(THE REQUEST) Repeat the records unchanged, starting at the line that contains "Highlight overcast sky in the picture above." and ending at the line that contains "[481,550,607,594]", with both of those lines included.

##### EXERCISE DATA

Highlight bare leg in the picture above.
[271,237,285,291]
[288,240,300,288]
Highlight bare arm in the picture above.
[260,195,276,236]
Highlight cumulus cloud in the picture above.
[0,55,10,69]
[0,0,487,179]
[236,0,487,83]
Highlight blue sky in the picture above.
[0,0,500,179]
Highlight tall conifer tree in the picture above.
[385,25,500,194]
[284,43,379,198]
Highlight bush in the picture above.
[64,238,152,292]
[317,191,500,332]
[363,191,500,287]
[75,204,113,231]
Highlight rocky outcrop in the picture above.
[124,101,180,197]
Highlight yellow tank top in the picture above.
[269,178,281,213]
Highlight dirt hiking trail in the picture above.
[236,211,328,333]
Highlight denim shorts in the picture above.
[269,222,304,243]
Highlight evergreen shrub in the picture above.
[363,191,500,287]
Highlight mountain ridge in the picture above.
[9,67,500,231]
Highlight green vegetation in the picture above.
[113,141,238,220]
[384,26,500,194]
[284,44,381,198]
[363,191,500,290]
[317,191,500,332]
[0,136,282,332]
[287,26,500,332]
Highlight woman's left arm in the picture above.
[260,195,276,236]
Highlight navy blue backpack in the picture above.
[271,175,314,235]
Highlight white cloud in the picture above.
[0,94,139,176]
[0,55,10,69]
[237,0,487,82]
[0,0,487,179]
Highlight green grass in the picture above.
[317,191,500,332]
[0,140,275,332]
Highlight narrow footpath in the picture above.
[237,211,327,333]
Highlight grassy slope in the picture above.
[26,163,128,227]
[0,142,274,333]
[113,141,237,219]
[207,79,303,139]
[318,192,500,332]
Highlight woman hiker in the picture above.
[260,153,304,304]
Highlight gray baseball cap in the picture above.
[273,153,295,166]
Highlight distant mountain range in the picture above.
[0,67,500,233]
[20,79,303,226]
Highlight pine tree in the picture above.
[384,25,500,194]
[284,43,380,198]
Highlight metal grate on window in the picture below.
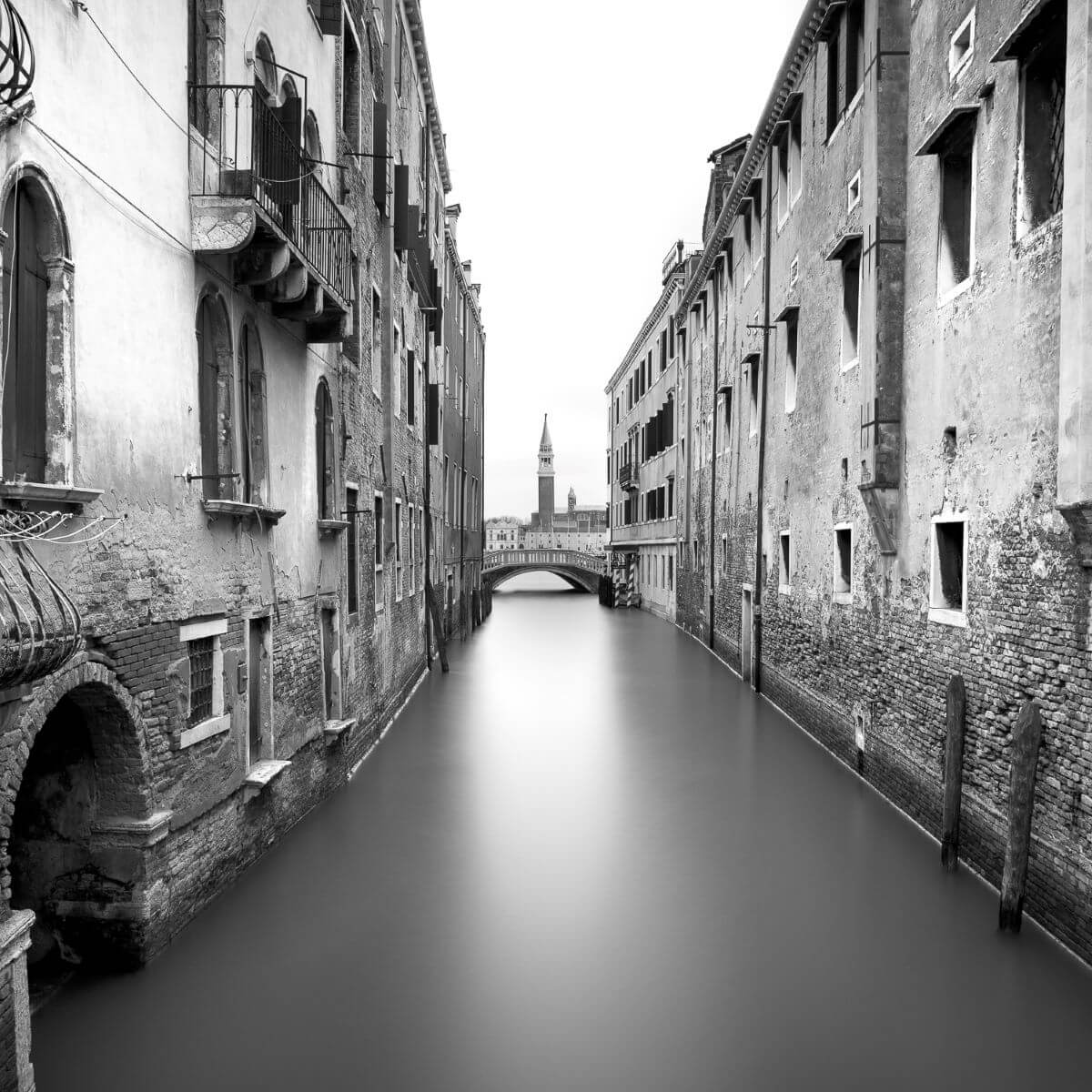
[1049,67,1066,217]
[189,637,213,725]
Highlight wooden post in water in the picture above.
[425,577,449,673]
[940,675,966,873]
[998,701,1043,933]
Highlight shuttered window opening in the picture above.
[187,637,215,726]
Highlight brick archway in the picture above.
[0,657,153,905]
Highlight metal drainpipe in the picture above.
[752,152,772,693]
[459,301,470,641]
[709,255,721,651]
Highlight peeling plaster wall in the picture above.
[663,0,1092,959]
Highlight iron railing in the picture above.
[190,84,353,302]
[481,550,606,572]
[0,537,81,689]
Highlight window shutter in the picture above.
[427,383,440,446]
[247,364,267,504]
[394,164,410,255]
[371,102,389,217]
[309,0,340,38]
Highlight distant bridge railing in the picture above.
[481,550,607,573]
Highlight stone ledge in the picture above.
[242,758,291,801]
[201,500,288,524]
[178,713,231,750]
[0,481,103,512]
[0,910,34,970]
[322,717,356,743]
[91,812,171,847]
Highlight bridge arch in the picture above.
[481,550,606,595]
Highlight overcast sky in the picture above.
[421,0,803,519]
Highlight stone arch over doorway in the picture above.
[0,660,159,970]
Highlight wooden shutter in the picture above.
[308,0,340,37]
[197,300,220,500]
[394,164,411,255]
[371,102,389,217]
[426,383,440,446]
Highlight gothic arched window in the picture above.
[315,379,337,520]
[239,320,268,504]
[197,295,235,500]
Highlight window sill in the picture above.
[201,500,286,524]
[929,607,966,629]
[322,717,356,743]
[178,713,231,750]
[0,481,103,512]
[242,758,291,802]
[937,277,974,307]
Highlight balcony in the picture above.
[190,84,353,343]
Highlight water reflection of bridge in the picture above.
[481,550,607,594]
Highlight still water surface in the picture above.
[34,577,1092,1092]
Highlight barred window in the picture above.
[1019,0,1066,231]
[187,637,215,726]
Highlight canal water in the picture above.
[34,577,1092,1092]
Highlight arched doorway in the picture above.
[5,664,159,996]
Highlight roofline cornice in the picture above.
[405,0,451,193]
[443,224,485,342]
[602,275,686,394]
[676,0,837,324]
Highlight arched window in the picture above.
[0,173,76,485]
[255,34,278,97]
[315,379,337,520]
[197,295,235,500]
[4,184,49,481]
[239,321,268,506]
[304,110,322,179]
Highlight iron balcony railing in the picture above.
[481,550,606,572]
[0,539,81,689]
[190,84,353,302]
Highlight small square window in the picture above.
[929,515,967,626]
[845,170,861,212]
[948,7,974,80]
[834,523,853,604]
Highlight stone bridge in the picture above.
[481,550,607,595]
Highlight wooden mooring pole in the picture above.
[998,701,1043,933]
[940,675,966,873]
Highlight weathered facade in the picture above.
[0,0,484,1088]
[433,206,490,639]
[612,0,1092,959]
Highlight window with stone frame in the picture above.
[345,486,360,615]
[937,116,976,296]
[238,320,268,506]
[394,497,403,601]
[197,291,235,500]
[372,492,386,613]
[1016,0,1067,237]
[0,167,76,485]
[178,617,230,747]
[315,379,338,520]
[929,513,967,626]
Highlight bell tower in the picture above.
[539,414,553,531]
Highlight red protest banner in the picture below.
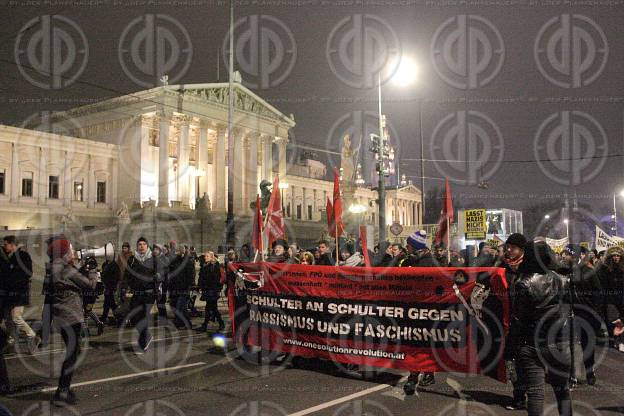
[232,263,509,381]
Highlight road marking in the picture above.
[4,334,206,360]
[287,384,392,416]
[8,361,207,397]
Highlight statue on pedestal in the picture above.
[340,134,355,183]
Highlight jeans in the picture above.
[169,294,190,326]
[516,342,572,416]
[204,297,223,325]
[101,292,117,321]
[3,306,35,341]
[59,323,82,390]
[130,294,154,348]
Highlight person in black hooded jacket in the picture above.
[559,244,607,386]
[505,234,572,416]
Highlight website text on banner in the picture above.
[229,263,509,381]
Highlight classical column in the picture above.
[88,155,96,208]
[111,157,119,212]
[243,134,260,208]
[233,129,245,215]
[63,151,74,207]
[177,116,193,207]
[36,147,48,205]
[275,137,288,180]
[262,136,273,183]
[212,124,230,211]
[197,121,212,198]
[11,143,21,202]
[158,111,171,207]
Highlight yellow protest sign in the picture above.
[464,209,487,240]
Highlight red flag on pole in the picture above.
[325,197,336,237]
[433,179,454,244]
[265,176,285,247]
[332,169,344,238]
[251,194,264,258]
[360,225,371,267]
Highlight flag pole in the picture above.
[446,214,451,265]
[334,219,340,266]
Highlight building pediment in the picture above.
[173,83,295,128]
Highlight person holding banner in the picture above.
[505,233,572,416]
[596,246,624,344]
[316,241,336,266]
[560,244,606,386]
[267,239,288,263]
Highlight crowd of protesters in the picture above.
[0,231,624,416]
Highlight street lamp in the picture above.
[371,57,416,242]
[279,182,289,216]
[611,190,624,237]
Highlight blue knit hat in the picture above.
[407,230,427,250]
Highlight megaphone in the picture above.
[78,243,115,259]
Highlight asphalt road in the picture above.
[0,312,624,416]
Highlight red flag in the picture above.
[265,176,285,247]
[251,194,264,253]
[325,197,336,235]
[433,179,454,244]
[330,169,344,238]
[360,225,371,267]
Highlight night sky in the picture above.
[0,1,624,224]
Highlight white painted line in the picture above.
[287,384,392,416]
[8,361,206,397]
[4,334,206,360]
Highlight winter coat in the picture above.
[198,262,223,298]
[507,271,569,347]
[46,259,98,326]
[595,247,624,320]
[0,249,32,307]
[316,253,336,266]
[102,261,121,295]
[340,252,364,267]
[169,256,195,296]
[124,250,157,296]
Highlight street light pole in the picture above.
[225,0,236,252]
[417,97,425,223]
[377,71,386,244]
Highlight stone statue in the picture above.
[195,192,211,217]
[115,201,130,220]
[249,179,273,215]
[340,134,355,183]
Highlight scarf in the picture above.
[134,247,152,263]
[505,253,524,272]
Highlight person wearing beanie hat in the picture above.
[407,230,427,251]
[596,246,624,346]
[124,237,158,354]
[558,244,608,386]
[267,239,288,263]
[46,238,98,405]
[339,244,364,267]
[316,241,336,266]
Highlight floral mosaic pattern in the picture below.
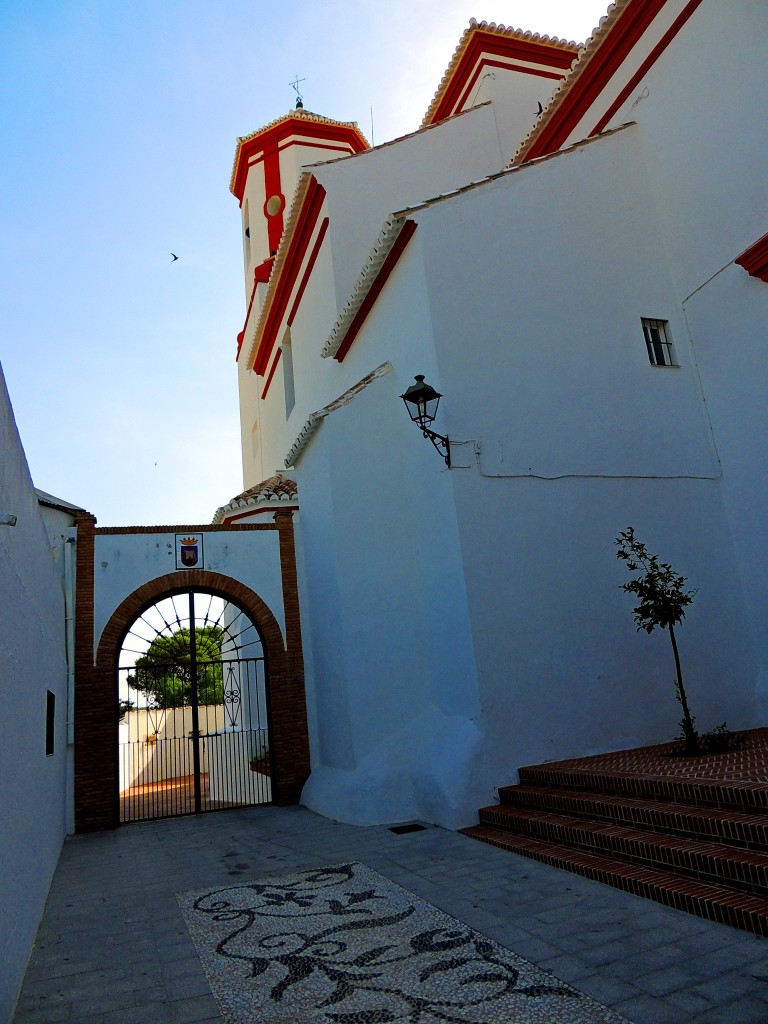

##########

(RESPONSE TO THIS TASK)
Highlight overcast sky in the picture above.
[421,0,803,519]
Highlight stone arch over doorway in the picture above.
[0,660,159,970]
Highlight wooden shutter in the picture above.
[308,0,340,37]
[197,300,220,500]
[394,164,411,255]
[371,102,389,217]
[426,383,440,446]
Highlight gothic arched window in the picture above.
[315,379,337,520]
[239,320,268,504]
[197,295,235,500]
Highlight window sill in the picture above.
[201,500,286,524]
[929,607,966,629]
[322,717,356,743]
[178,713,231,750]
[0,481,103,512]
[242,758,291,802]
[937,277,974,307]
Highlight balcony in the picture above.
[190,84,353,343]
Highlight water reflection of bridge in the picture above.
[481,550,607,594]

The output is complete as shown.